* 原始文档:
^^^^^^^^
二分，先将a数组和b数组，再相加成一个数组ab[500*500]。这样就相当于ab[i] + c[j] = s。
再变形一下， ab[i] = s - c[j].
只要在ab数组中用二分查找是否存在s-c[j]就可以了。

AC代码：

#include<iostream>
#include<algorithm>
#include<stdio.h>
using namespace std;
int a[505],b[505],c[505];
int ab[250005];
bool Binary_Search( int a, int l , int R )
{
   //二分
   if( l > R )
     return false;
   int mid = ( l + R ) / 2;
    if (ab[mid] == a )
    return true;
   else if( ab[mid] > a)
    Binary_Search( a, l, mid-1);
   else
    Binary_Search( a, mid+1, R);
}
int main()
{
   int l,n,m;
   int i,j,k;
   int s,sum,cnt = 1;
   while( cin >> l >> n >> m )
   {
      
      for( i = 0; i < l; i++)
       cin >> a[i];
       
       for( i = 0; i < n; i++)
       cin >> b[i];
       
       for( i = 0; i < m; i++)
          cin >> c[i];
         
       for(k=0, i=0;i<l; i++)
       {
         for( j=0; j<n; j++)
            {
               ab[k++] = a[i] + b[j];
         }
         }
         sort( ab, ab + k );
       cin >> s;
      cout << "Case " << cnt++ << ":"<<"\n";
       for( i = 0; i < s; i++ )
       {
          cin >> sum;
            for( j = 0; j < m; j++)
         if ( Binary_Search(sum-c[j] , 0 , k-1) ) //查找是否有满足的和
          break;
          if( j == m)
             puts("NO"); 
          else
            puts("YES");
      }
   }
      return 0;
}
^^^^^^^^
* 题目详情:
把二分查找题解中从“只要在ab数组中用二分查找是否存在s-c[j]就可以了。”到“l , int R )”的这一段一字不差地照录出来。 仅依据上面的二分查找题解作答。
^^^^^^^^
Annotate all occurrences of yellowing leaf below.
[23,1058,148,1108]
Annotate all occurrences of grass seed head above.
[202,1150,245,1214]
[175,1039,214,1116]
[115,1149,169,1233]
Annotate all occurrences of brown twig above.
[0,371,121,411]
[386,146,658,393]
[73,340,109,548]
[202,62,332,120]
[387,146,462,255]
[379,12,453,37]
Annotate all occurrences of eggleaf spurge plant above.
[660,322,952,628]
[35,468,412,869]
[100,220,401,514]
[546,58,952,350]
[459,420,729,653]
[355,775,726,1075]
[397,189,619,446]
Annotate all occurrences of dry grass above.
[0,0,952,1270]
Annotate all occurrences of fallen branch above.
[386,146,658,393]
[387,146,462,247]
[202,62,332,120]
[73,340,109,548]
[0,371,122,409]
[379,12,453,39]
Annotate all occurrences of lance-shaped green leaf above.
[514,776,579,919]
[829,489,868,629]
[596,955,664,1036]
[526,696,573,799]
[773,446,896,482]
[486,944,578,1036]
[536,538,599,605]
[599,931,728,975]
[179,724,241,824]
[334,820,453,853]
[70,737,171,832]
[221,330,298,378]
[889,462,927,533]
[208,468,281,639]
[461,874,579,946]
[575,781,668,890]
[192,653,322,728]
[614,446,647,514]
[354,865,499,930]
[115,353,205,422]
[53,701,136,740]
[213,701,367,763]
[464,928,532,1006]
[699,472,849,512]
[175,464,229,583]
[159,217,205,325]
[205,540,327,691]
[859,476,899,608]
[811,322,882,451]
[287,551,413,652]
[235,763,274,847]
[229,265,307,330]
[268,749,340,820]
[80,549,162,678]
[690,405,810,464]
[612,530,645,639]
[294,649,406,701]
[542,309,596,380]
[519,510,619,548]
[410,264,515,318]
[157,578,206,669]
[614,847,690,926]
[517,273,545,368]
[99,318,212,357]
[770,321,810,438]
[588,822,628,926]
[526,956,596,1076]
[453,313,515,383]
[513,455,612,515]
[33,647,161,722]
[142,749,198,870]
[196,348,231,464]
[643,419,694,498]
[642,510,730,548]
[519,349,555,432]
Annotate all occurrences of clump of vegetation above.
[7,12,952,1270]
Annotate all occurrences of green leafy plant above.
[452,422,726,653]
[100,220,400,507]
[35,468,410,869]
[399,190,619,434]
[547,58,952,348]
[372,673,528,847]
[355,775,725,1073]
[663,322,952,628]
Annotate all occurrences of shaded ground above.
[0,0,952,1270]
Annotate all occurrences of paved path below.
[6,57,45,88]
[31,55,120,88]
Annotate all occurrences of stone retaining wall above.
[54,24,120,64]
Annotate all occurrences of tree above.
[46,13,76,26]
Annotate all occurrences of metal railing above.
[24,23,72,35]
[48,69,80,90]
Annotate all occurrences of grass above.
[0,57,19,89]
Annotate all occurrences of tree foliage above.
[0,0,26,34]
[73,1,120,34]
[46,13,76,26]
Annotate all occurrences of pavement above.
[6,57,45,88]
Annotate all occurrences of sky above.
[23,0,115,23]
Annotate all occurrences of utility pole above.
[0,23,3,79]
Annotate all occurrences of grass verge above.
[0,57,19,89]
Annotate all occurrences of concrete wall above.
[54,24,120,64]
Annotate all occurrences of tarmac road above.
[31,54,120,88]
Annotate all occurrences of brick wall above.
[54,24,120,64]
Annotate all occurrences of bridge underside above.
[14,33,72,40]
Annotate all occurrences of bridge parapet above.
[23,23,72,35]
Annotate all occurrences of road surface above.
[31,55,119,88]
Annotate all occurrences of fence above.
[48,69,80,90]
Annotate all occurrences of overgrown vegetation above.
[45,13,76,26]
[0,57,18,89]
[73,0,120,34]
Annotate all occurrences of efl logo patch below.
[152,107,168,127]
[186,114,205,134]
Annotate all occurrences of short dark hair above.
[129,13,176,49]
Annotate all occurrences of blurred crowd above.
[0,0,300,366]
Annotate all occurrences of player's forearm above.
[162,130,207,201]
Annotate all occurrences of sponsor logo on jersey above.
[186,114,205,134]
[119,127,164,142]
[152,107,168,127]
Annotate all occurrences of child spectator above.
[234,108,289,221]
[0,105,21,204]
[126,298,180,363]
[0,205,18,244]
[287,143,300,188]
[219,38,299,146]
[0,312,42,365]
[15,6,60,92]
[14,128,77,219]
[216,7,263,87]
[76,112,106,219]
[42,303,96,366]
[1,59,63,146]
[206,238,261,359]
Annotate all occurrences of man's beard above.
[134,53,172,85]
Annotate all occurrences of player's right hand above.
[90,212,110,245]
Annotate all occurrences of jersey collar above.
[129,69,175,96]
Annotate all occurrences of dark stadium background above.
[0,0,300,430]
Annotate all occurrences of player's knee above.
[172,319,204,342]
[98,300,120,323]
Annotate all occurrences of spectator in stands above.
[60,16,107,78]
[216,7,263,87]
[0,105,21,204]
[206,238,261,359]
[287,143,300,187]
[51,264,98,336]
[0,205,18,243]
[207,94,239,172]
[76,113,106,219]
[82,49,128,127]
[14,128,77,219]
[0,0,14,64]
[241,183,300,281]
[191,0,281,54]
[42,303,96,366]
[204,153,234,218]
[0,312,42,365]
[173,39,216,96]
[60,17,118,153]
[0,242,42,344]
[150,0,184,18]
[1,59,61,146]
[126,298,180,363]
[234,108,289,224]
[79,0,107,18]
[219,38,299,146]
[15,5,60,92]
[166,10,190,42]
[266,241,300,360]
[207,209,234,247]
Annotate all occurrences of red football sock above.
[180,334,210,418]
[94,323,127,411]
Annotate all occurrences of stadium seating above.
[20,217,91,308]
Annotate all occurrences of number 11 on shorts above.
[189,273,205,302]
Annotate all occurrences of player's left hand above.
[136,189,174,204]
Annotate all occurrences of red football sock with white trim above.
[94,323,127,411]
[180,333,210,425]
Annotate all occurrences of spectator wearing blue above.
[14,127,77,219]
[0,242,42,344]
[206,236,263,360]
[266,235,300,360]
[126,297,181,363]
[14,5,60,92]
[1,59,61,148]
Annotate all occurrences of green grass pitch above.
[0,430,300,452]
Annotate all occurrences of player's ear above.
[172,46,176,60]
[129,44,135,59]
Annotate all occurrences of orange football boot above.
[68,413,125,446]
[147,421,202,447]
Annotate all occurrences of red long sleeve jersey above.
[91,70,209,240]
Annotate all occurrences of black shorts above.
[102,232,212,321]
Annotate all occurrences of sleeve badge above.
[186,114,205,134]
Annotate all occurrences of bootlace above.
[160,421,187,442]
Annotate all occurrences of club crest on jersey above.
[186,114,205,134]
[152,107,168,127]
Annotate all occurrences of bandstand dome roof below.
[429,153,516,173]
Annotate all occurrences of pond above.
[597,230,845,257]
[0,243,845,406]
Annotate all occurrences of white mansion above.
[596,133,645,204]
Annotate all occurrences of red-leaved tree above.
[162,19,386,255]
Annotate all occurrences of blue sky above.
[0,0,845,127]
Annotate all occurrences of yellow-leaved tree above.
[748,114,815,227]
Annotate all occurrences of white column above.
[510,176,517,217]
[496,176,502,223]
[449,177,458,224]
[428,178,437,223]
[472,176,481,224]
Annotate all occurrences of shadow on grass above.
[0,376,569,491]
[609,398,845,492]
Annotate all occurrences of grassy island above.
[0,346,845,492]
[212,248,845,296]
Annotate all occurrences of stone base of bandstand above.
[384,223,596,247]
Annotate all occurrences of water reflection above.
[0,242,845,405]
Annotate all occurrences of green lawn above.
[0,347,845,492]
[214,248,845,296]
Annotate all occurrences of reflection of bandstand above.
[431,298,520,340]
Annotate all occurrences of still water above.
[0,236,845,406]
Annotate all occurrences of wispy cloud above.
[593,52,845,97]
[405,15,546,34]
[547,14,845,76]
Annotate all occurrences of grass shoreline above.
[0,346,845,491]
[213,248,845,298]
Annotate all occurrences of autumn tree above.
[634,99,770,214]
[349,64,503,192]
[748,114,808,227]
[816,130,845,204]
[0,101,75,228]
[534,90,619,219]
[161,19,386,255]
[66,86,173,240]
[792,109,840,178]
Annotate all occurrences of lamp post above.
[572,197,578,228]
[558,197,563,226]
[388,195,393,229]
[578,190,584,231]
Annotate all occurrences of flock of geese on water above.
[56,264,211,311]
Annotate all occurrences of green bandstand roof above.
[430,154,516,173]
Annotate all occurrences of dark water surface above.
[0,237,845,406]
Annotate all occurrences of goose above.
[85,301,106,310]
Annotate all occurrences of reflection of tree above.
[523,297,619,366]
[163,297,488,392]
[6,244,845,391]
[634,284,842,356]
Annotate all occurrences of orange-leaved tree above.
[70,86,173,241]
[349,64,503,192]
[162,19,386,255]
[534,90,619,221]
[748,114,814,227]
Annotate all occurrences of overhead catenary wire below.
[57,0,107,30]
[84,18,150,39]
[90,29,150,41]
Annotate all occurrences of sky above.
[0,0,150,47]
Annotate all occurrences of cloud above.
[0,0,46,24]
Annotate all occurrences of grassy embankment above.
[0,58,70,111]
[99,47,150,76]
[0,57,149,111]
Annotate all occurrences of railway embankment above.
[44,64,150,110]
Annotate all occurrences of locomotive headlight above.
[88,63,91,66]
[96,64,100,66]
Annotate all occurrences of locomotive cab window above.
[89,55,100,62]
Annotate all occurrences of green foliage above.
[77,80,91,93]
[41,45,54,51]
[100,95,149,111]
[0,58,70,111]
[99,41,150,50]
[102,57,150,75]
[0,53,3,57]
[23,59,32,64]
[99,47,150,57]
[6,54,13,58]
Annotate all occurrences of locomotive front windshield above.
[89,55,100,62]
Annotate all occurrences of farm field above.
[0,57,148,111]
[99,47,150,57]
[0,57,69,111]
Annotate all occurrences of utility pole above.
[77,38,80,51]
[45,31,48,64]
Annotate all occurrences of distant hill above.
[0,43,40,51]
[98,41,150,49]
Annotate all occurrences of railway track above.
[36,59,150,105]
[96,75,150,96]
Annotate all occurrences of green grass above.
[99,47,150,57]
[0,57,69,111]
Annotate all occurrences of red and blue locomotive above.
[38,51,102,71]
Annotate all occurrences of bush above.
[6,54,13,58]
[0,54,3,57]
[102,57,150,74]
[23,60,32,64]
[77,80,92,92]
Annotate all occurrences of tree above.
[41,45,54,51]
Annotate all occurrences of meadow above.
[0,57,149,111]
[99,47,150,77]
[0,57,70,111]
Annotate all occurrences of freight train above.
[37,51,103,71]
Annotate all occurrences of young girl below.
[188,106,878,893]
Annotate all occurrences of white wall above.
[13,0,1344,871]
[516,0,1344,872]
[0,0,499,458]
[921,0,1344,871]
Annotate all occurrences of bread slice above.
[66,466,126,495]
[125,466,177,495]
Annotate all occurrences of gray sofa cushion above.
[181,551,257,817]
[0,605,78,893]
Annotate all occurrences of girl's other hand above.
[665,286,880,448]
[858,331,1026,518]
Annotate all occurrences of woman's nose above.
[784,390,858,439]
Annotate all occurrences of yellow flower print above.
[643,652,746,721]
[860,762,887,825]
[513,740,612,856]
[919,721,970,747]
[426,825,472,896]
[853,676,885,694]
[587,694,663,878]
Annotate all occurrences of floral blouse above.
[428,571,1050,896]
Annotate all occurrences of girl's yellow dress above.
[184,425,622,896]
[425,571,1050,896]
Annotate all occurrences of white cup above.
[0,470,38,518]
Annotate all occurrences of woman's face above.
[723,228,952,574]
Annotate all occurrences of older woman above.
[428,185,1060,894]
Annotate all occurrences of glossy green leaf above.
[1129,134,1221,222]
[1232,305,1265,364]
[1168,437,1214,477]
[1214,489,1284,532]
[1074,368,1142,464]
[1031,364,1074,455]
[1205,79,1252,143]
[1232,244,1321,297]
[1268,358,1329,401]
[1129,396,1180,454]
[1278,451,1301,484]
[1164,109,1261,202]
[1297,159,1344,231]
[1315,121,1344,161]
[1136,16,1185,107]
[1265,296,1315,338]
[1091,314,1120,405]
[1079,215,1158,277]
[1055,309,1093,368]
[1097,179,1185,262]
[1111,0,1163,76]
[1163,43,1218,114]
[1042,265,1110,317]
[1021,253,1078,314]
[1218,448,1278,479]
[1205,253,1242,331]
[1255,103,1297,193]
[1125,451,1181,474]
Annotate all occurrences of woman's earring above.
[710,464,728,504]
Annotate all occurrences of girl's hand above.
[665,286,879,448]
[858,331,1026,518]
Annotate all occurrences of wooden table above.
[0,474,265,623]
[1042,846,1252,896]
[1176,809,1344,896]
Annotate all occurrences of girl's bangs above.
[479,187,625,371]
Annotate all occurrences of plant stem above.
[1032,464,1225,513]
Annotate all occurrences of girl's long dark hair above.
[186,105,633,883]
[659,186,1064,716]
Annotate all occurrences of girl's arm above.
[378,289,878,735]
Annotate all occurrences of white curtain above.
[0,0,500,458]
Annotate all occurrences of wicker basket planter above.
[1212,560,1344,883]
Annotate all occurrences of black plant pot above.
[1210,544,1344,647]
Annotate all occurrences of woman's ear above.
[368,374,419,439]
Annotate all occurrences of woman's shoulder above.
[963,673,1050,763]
^^^^^^^^
* 书面解答:
只要在ab数组中用二分查找是否存在s-c[j]就可以了。

AC代码：

#include<iostream>
#include<algorithm>
#include<stdio.h>
using namespace std;
int a[505],b[505],c[505];
int ab[250005];
bool Binary_Search( int a, int l , int R )